- **Goal**
Update the entries from the very start through the line with "x=524, y=46" by replacing "wooden post" with "wooden pole", keeping every other part the same.

--- begin ---

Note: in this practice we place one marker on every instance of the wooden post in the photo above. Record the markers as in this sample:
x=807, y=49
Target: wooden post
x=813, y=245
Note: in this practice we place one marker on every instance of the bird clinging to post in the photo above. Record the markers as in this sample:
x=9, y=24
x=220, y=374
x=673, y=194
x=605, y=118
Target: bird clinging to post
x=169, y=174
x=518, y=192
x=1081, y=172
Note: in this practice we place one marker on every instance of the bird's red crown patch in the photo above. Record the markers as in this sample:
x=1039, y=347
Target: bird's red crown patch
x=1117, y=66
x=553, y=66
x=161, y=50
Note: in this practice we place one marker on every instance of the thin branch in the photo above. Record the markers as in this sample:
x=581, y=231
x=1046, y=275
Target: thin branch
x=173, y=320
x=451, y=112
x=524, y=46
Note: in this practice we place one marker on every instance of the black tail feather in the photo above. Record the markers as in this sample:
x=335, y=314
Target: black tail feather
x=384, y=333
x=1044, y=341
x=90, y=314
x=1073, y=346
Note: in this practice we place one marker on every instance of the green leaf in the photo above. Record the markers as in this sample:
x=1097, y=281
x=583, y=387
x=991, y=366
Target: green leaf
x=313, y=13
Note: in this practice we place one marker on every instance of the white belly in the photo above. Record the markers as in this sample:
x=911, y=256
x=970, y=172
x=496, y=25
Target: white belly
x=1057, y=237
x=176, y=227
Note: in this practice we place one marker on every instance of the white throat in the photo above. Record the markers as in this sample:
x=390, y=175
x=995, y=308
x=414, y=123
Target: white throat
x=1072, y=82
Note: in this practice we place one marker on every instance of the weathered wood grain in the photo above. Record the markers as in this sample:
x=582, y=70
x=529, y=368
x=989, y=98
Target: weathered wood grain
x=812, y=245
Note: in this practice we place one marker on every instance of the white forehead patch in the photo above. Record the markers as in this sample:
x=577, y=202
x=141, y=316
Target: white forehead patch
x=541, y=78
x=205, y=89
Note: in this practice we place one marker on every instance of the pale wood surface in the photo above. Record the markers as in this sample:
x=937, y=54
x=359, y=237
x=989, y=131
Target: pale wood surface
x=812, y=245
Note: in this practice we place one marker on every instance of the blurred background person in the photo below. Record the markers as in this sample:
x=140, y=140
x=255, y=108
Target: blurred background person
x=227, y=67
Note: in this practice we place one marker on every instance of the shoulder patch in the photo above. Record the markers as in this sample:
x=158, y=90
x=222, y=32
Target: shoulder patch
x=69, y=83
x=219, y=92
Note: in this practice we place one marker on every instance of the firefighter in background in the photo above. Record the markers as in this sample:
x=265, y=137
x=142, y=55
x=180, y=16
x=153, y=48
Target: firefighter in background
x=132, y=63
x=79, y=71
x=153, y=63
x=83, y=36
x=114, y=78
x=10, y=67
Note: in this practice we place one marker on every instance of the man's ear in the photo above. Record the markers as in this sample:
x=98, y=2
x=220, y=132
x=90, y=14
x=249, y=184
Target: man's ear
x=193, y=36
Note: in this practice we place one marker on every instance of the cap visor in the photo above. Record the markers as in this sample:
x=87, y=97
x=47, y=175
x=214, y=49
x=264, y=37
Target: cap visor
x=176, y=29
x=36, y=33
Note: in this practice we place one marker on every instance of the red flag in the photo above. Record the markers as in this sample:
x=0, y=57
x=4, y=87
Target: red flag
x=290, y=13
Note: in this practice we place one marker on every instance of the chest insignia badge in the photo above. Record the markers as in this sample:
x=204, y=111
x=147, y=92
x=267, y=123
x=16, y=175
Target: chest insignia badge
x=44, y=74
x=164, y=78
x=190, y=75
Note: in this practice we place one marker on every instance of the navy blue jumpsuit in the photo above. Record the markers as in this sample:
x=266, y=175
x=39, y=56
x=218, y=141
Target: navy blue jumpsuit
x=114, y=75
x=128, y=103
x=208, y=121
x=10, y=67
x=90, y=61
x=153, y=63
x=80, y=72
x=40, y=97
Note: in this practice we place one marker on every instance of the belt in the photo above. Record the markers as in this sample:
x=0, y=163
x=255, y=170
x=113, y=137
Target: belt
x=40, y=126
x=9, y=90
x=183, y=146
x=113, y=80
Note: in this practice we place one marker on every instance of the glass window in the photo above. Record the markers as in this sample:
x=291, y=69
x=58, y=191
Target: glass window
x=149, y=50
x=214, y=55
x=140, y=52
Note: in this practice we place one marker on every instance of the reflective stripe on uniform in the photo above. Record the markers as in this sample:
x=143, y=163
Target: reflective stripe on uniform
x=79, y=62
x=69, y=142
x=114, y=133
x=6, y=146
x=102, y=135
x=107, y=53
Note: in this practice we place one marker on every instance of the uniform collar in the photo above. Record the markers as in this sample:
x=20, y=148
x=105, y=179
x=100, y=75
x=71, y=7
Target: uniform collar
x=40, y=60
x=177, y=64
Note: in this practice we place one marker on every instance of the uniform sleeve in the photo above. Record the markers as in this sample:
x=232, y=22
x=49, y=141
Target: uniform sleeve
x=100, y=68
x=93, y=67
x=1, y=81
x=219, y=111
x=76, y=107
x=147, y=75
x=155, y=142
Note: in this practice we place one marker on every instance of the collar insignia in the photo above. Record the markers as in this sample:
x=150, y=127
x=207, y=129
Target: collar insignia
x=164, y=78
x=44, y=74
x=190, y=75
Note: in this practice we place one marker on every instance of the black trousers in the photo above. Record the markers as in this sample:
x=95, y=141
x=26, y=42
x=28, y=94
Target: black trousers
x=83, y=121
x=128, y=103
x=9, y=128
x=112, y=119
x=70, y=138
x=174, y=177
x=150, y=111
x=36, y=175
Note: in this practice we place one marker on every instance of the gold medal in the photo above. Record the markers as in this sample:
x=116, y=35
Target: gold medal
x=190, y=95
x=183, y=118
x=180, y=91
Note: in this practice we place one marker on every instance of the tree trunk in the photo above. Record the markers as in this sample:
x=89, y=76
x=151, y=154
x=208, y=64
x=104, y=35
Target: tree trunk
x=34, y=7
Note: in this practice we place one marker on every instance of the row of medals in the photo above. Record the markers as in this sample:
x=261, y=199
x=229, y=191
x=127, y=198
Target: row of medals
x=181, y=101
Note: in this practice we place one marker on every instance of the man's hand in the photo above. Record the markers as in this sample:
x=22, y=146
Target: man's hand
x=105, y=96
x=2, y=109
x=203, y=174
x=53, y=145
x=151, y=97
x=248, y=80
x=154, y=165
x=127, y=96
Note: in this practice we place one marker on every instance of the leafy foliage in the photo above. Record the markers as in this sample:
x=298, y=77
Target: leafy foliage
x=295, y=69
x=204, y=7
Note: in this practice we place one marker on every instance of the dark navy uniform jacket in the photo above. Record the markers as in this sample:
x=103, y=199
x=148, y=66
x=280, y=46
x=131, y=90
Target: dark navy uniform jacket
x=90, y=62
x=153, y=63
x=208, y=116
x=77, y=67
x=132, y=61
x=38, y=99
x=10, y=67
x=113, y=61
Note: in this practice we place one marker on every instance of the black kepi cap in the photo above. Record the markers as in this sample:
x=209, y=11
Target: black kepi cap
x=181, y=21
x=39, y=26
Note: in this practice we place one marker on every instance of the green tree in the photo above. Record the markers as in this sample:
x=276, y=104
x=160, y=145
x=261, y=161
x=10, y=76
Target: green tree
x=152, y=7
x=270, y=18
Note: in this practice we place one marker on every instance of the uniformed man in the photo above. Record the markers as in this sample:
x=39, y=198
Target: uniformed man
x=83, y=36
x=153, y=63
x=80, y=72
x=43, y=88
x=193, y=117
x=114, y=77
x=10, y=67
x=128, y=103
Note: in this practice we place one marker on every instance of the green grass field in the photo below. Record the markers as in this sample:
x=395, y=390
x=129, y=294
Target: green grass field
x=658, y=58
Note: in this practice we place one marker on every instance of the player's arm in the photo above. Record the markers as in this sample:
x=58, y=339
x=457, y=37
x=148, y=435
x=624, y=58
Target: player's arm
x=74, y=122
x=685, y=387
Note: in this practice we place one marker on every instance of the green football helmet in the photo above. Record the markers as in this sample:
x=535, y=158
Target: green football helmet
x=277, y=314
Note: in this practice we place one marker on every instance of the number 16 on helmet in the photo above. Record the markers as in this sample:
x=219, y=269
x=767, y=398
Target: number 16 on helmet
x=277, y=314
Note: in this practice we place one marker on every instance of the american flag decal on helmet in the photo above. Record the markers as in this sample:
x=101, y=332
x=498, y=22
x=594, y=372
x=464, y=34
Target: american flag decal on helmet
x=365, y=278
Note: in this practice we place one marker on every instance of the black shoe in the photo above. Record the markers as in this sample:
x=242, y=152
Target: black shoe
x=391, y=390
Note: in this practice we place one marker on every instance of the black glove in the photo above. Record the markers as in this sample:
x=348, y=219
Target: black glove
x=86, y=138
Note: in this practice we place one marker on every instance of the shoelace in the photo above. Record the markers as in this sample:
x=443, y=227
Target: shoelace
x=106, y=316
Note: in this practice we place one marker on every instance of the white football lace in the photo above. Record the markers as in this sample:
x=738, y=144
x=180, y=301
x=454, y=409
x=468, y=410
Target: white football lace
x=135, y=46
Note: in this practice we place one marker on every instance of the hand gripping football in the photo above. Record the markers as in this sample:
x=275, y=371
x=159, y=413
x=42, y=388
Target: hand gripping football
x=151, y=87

--- end ---

- **Result of the task**
Note: in this practice we place one marker on every instance of the wooden pole in the photo above. Record the markers as in this sample:
x=807, y=49
Target: wooden pole
x=813, y=245
Note: in this practice we place one marker on every instance of the bird clinging to post in the photo above. Record the markers as in this sample:
x=9, y=24
x=220, y=374
x=673, y=194
x=605, y=118
Target: bird clinging to post
x=169, y=174
x=518, y=192
x=1081, y=172
Note: in this practice we place one marker on every instance of the bird's red crown patch in the photo above. Record the markers as in this sample:
x=1039, y=347
Target: bird's red crown patch
x=1117, y=66
x=553, y=66
x=161, y=50
Note: in this practice we place one marker on every instance of the thin branch in the photo above. Record the markers as in this sample:
x=581, y=231
x=1046, y=275
Target: thin branch
x=173, y=320
x=451, y=112
x=524, y=46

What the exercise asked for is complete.